• EXERCISE DESCRIPTION: Print out the full listing below, word for word.

*-*-*

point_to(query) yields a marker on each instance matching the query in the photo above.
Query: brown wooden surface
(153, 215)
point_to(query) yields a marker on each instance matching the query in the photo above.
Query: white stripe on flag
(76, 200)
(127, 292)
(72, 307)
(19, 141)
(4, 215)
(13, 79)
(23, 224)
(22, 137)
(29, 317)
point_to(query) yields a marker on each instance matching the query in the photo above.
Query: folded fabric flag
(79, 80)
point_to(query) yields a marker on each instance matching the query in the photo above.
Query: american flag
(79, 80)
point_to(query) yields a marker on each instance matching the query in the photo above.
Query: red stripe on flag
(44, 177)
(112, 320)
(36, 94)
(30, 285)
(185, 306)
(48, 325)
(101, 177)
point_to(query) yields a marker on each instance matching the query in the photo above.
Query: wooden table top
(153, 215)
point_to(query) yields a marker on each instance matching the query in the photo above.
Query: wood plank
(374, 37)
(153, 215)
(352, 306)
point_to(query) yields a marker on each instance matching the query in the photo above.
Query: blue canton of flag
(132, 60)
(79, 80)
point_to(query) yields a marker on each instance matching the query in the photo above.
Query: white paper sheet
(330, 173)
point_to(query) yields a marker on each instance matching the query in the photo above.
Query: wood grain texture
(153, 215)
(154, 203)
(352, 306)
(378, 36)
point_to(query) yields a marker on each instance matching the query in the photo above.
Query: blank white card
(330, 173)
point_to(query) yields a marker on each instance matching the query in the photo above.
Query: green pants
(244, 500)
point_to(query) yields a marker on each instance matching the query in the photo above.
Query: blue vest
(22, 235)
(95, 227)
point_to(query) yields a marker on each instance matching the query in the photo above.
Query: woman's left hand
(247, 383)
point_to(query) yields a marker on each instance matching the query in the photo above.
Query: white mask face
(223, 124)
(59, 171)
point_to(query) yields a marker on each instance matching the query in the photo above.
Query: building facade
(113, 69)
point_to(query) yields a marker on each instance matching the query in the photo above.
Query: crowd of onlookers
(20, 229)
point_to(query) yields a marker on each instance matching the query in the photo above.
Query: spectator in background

*-*-*

• EXPECTED ANSWER:
point_to(query) yields a marker on each instance matching the query in the photo above.
Query: brown wooden surface
(153, 215)
point_to(query) yields a marker on each instance matching the query in the photo above.
Query: white stripe on flag
(76, 200)
(127, 292)
(72, 307)
(19, 141)
(4, 215)
(13, 79)
(23, 224)
(22, 137)
(29, 317)
point_to(query) yields a marker on each instance matching the query in the photo above.
Query: folded fabric flag
(79, 80)
point_to(query) yields a marker on each instance matching the query in the photo above.
Query: american flag
(79, 80)
point_to(query) yields a marker on each instance matching the query in the photo above.
Query: red stripe on flag
(44, 177)
(112, 320)
(36, 94)
(30, 285)
(185, 306)
(48, 325)
(101, 177)
point_to(query) yields a marker on each instance matching the query in the photo above.
Query: wooden table top
(153, 215)
point_to(query) yields a marker on each instance matching the query in the photo above.
Query: wood plank
(374, 37)
(153, 215)
(352, 306)
point_to(query) yields a marker on each instance matching the query in the photo above.
Query: blue canton of flag
(132, 60)
(79, 80)
point_to(query) yields a marker on each instance matching the query in the photo above.
Query: white paper sheet
(330, 173)
point_to(query) yields a marker on each instance matching the query in the photo above.
Query: wood grain texture
(153, 215)
(154, 203)
(352, 306)
(378, 36)
point_to(query) yields a marker on each instance matching the query in the photo above.
Query: blank white card
(330, 173)
point_to(query) yields a marker on each instance matching the query in the photo above.
Query: green pants
(244, 500)
point_to(query) yields a marker on each instance matching the query in the photo above.
Query: blue vest
(22, 235)
(95, 227)
point_to(query) yields a marker on each instance matching the query in the photo above.
Query: woman's left hand
(247, 383)
point_to(query) yields a marker on each instance matching the query in the photo above.
Query: white mask face
(223, 124)
(59, 171)
point_to(query) yields a marker on each instance matching the query in the photo above.
Query: building facade
(113, 69)
point_to(query) yields a marker on each instance matching the query in the photo above.
Query: crowd of onlookers
(20, 229)
point_to(query) yields a marker on each instance matching the query in the photo above.
Query: spectator in background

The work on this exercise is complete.